[Opening Data shown section]

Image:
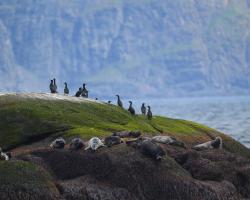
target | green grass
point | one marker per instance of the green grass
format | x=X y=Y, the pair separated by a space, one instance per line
x=24 y=120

[Closing Data shown section]

Your copy of the entries must be exact and must contain no pictures.

Image:
target | green grass
point | one marker per instance of the green grass
format | x=X y=Y, the pair separated by a space, one instance per line
x=24 y=120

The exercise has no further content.